## Document extract
------------------------------
Fuel Tanks

The Dilemma

July 13, 2011 - During the engine install I had put 5 gallons of diesel into each tank and immediately pumped it out to get rid of any desidual gasoline in the tanks.  During that operation I discovered that the port tank had a leak at its forward end.  However, the starboard tank seemed fine.  So I put five gallons of diesel in the tank for the engine test run.  Last week I decided to fill the starboard diesel tank the rest of the way.  So I bought 10 gallonns of diesel (two five gallon cans) at the local lobster wharf and poured five gallons into the tank, giving me about 9 gallons in the tank.  When I did that I immediately smelled diesel.  Lifting the floorboards in the cockpit showed that the leak was at the aft end of the tank.  The fuel tanks in the boat are two 45 gallon aluminum tanks that were installed during the 1995 refit.  The tanks are cylindrical, but taper from 14" diamter at the forward end to 10" diameter at the aft end.  They are 84" long.  They were custom made to fit the hull and were mounted with their aft ends higher than the forward ends.  Anyway, I was really disappointed to find that BOTH tanks were leaking.

I saw two possible fixes to the leaking fuel tanks.  One fix was to remove the tanks, clean them out and have the leaks welded up.  A chat with a local welder suggested that repairing the tanks would cost $300+ for each tank.  For some reason he was reluctant to weld a fuel thank that hadn't been VERY thoroughly cleaned.  Consequently, no matter how clean I got the tanks he would clean them again to his satisfaction before welding them.  The second option was to replace the aluminum tanks with new tanks.  If I used plastic tanks (i.e., Moeller below deck tanks), the cost wouldn't be all that high.  After some thought I decided to replace the aluminum tanks with new Moeller plastic tanks.

The Fix

I decided to start with the starboard tank.  The first step was to open up the cockpit sole above the tank.  The sole is made from tongue and groove vertical grain douglas fir.  So I started removing bungs and lifting planks out.  After I had enough planks out to create a large enough opening to lift the tank out, I removed the fuel gauge sender and used that opening to pump as much fuel as possible out of the tank.    I got all but about 1/16" of fuel out of the tank.  Next I shored up the cockpit sole along the edges of the opening and then cut the deck beams out in the opening.  After that I removed the bracing that held the tank in place and lifted the tank out.

Starboard fuel tank gone leaving a large hole in the cockpit sole.

The picture above shows the hole in the cockpit sole where the tank was.  The following three pictures show the tank and the leaks I found.

Starboard aluminum fuel tank with F150 for scale.  Note tha taper in the cylindrical tank.

I found that the tank actually had holes at both ends where the tank had been touching the frames.  The forward hole was blocked with a precipitate and wasn't actually leaking, but it was only a matter of time.  I think that the leaks were caused by a reaction between the red lead paint on the frames and the aluminum tank.  Everywhere else that the tank touched the structure of the boat, the installers had put thin rubber sheeting between the tank and the boat.  I have no idea whay they didn't do the same where the tank touched the frames at the forward and aft ends.
------------------------------
## Records shown
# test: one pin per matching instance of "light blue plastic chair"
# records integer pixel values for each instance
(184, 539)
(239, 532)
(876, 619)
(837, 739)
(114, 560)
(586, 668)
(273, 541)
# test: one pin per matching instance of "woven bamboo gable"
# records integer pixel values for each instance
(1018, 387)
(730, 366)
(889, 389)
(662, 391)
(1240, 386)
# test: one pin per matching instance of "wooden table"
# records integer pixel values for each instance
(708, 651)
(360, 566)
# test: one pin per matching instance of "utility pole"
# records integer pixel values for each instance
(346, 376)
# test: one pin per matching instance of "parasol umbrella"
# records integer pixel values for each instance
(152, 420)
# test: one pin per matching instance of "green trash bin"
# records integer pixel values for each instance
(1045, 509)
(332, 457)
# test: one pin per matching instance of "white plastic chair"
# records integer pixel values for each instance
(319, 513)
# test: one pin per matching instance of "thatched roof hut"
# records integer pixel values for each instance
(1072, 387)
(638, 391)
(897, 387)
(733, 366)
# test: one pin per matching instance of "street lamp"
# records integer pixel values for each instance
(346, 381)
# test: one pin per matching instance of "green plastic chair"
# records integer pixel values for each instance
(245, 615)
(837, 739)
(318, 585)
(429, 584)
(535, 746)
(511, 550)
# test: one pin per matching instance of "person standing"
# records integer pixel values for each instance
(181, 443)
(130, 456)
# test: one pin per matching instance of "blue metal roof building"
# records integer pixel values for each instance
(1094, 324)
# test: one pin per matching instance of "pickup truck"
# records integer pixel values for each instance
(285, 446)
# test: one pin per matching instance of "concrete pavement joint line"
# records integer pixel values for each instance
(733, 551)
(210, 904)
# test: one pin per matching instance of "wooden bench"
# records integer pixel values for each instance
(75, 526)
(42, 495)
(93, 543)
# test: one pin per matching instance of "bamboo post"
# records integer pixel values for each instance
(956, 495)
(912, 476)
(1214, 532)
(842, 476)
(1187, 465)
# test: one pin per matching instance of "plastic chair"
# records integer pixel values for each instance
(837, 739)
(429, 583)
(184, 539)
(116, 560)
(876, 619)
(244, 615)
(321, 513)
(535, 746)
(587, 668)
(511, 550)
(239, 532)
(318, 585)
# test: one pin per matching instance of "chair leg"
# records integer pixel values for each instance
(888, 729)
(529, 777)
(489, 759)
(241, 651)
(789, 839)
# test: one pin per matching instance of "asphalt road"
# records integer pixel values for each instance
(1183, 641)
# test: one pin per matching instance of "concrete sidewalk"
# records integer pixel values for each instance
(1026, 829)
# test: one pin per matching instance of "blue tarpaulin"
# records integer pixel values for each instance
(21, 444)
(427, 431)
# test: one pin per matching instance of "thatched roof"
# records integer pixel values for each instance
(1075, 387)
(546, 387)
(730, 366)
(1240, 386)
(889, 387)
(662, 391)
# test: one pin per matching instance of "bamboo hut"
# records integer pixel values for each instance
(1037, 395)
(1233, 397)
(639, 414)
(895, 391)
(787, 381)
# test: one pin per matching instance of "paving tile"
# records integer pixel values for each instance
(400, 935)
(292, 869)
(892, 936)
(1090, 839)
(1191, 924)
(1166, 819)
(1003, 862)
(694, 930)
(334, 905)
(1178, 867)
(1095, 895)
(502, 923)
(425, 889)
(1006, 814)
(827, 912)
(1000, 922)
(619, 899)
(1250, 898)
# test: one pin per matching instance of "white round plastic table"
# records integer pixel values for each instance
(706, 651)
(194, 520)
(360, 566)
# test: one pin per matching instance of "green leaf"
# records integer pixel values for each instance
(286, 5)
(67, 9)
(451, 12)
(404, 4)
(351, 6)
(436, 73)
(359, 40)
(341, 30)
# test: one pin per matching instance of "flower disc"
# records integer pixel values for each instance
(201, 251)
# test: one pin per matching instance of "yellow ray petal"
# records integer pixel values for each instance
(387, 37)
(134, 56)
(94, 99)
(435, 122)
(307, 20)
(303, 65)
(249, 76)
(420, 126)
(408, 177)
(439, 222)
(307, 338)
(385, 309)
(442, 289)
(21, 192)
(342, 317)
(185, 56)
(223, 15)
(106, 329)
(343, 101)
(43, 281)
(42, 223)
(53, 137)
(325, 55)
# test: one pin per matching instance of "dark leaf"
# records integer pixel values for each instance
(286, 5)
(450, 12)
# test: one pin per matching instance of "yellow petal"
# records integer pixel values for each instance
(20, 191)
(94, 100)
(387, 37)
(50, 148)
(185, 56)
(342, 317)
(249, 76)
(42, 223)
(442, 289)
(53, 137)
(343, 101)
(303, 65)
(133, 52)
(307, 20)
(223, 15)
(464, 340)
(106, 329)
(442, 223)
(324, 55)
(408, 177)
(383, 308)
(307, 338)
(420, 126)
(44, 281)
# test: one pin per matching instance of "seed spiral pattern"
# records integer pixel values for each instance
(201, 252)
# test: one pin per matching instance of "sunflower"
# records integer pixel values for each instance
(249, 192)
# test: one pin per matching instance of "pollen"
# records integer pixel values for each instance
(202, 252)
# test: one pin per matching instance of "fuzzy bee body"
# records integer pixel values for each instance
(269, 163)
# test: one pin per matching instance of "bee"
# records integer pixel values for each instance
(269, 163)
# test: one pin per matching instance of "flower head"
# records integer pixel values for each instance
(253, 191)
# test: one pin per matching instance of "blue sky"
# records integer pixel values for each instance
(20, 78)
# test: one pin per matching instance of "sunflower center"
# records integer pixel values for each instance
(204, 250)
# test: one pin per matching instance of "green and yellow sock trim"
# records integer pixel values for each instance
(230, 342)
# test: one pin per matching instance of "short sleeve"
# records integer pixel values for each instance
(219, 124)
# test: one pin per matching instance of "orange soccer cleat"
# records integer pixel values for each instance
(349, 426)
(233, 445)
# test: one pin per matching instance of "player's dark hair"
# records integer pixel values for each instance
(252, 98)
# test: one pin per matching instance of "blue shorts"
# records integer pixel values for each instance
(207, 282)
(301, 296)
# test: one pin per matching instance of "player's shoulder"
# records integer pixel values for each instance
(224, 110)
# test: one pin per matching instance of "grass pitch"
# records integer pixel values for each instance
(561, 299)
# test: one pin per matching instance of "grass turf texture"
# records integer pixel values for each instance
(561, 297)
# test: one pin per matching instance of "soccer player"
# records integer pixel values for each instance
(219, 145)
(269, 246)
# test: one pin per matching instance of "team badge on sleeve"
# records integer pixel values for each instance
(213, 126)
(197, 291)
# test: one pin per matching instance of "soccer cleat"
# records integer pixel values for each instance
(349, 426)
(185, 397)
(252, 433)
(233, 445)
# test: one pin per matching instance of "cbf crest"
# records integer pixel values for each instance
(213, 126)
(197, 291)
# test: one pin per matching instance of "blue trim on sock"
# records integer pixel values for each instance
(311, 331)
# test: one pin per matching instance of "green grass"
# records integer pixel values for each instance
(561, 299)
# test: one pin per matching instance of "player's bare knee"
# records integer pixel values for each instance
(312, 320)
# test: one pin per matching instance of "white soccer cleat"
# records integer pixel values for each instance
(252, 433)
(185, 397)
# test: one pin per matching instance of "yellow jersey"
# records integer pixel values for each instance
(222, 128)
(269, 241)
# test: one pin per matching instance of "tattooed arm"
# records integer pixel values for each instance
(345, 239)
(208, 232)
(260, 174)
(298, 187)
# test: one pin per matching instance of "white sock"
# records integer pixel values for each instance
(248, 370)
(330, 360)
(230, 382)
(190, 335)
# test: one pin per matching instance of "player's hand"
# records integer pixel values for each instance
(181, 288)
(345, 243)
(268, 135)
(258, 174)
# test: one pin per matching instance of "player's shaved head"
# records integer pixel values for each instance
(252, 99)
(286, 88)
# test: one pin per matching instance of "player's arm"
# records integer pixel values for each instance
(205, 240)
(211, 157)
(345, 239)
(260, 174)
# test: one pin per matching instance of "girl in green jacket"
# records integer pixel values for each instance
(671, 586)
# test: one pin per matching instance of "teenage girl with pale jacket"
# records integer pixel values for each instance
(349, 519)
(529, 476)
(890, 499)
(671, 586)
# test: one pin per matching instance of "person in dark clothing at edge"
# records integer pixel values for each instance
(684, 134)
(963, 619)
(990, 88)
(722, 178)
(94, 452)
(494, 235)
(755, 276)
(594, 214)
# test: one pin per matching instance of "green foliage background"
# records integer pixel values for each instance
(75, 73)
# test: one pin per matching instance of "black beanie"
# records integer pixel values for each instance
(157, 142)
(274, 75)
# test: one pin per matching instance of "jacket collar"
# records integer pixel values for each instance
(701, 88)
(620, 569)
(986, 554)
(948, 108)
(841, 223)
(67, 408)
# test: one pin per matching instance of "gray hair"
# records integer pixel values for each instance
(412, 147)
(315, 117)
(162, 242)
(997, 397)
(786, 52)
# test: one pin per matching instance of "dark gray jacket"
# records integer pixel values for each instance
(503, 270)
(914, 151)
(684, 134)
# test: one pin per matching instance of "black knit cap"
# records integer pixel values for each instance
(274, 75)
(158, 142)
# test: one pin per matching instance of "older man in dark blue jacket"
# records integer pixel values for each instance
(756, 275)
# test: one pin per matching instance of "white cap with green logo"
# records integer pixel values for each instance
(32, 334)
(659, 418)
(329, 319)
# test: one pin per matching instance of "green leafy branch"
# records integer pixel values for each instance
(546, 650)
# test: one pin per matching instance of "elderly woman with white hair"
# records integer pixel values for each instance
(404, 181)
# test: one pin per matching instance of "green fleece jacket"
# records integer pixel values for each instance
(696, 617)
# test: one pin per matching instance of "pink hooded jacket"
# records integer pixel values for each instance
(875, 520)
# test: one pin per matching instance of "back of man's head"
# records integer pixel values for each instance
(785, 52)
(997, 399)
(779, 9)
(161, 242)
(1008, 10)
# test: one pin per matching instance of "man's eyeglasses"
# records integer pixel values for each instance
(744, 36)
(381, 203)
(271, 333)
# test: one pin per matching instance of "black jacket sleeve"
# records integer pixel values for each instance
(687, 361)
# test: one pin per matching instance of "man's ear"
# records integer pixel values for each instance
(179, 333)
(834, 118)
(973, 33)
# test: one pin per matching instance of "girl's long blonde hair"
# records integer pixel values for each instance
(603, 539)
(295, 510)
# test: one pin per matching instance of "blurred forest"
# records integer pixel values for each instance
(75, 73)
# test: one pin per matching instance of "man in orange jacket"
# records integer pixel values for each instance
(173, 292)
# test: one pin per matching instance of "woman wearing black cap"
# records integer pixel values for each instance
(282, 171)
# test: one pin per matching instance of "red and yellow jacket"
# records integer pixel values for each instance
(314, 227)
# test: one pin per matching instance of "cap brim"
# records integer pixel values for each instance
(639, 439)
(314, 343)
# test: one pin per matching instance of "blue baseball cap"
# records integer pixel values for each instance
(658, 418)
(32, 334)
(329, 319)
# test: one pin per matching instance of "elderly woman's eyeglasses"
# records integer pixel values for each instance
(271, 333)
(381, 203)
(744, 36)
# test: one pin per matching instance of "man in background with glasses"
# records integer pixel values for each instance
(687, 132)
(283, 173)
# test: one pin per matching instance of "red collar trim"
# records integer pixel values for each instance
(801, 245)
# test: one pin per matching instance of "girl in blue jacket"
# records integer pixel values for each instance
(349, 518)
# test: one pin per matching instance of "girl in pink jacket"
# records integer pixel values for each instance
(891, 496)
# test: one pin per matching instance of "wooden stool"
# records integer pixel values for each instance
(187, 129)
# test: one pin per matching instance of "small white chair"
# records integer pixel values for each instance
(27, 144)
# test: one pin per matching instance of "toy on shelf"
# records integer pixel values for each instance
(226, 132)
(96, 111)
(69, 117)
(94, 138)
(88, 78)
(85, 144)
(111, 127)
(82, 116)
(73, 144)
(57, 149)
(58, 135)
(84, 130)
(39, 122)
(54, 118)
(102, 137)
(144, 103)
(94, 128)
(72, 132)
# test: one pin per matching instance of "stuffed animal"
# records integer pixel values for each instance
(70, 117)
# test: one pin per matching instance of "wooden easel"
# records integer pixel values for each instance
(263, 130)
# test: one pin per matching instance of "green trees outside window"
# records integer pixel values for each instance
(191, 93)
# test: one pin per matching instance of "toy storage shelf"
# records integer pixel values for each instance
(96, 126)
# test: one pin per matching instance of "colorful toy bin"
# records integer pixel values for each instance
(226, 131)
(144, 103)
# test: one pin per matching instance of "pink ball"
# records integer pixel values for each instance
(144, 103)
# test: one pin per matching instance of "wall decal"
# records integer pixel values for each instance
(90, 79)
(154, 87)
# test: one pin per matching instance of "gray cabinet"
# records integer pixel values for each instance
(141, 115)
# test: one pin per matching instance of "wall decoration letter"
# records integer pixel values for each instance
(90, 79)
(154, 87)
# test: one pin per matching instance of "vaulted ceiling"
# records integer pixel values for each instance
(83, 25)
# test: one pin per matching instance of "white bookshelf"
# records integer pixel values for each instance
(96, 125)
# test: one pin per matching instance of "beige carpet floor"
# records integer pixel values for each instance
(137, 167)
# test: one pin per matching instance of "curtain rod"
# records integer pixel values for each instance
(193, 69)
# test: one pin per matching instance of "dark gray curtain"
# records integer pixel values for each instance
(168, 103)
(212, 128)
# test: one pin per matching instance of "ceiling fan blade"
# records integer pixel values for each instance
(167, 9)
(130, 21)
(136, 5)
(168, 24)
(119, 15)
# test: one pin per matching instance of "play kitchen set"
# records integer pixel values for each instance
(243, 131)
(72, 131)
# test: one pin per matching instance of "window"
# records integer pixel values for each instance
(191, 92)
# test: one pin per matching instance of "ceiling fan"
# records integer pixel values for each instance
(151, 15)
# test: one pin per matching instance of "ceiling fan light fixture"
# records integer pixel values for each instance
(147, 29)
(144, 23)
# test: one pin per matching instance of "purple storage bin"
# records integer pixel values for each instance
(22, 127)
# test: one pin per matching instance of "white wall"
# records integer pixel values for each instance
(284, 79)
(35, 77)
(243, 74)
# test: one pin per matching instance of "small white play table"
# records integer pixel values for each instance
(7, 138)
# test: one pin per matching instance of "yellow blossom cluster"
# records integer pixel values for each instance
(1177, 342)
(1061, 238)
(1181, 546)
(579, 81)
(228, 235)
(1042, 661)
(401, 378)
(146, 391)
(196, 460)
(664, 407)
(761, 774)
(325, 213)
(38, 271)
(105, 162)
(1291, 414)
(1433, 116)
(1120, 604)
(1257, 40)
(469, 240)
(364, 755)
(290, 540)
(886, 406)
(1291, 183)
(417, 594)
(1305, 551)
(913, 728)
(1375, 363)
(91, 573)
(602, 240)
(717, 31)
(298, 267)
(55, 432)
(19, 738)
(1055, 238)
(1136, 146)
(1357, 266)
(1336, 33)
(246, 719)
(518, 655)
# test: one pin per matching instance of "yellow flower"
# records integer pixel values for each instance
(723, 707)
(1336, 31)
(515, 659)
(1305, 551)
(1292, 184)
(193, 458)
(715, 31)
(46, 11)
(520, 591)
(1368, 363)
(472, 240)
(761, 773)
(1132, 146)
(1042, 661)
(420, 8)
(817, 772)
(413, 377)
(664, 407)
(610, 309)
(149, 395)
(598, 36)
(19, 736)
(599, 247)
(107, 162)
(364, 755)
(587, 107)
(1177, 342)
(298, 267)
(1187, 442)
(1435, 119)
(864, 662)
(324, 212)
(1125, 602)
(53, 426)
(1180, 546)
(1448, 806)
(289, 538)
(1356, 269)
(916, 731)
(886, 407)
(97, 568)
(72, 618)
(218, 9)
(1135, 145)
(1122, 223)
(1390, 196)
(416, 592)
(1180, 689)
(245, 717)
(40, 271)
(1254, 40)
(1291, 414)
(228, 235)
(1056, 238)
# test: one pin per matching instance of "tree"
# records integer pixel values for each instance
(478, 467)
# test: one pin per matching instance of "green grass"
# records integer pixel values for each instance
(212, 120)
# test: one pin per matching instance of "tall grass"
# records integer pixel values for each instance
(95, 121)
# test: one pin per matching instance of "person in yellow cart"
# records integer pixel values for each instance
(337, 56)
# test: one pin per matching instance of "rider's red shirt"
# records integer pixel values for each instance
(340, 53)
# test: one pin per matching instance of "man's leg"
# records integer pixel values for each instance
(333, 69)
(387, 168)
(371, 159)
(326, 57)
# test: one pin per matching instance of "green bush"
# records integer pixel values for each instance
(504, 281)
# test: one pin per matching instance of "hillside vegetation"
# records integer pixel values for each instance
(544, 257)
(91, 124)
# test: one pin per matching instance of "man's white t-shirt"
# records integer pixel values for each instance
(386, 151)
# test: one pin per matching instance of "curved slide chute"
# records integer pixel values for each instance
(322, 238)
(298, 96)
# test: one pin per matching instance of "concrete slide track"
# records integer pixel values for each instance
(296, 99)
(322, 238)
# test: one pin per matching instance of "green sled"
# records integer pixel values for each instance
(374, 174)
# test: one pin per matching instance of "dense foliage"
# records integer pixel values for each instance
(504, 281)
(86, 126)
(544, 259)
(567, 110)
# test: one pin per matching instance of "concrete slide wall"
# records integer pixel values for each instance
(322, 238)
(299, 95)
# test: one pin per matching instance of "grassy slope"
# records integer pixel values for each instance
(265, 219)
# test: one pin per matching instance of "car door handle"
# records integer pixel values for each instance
------------------------------
## Problems to work on
1. Pull out each line of the listing that contains the string "shirt".
2. Write the next part of the account of replacing the leaking fuel tanks, starting after its final sentence.

## The results
1.
# test: one pin per matching instance of "rider's red shirt"
# test: one pin per matching instance of "man's white t-shirt"

2.
Forward end of the tank showing the hole corroded in the tank.  This hole is on the bottom of the tank, but was blocked by a mass of what looked like aluminum oxide and wasn't actually leaking.

Holes in the aft end of the tank where it laid against a frame.  There are actually three holes approximately 1/8th inch diameter here.

These tanks are repairable if they can be adequately cleaned out, but I have decided to abandon them.  After a lot of measuring, I decided to go with a Moeller 20 gallon plastic tank as the replacement for the 45 gallon aluminum tank.  I also decided not to puit the new tank under the cockpit sole.  Instead, I mounted it at the outside edge of the cockpit on the sole, but inside some cabinet work.  The picture below shows the new tank in place with the partially repaired cockpit sole.  I am going to make a lift out hatch to fill the forward opening to allow access to the area under the sole for storage.


The new tank in place with the partially repaired cockpit sole.  The forward opening will be filled with a lift out panel to allow access to the area under the sole for storage.

It doesn't show well, but the tank base has a 4" high plywood box around it except where it butts up against the framing for the side panels of the cockpit.

I still have one more tie-down strap to attach on the new tank, but can't do that until after I bung all the screw holes in the new planking because two holes are partly under the piece of wood the hold down will be attached to.  I should have the lift out panel finished tomorrow.  Once that panel is built, I will bung the screw holes, varnish the new wood and then put the cabinet panels that cover the tank back.

This new tank is 25 gallons smaller than the old tank.  However, given that I expect a fuel consumption of about 1/2 gallon per hour at cruising speed, the 20 gallon tank will give me about 36-37 hours of run time on a tank fill, for about a 250 nautical mile range on a tank of fuel.  In addition, I will be able to determine exactly how much fuel I have left in the tank at anytime simply by opening a cabinet door.  When I fill the tank the first time, I will do it in 5 gallon increments and will mark the tank after adding each increment.  I will then put a calibrated strip on the tank marked at one gallon increments.  In addition, because the tank is smaller, the fuel will be fresher than it would be in a larger tank.

At present I don't intend to replace the port tank this year.  It will be a spring project for next year.

The total cost for this repair came out to just under $400 including repairing the cockpit sole.

July 15, 2011 - Since my last update I have lift out panel to finiah the repair of the cabin sole.  The picture below shows the panel in place.  It is made from T&G douglas fir like the rest of the sole.  There is trim around the panel made from ipe.

The last panel of the cabin sole in place

At the bottom left of the picture above you can see a cup of bungs for the screw holes.  After I took this picture, I spent 45 minutes on my knees glueing the 101 bungs into the screw holes.  Tomorrow I will trim the bungs and put the first coat of varnish on the new sole.  Actually, I plan to varnish the entire starboard side of the cockpit sole.  Before I do the varnishing, I will put the final tie-down strap on the tank and connect the fuel gauge wiring.  This reapir took some time because I made sure to line the new planking up with the old.  You can also see the stainless steel lifting ring in the lift out panel.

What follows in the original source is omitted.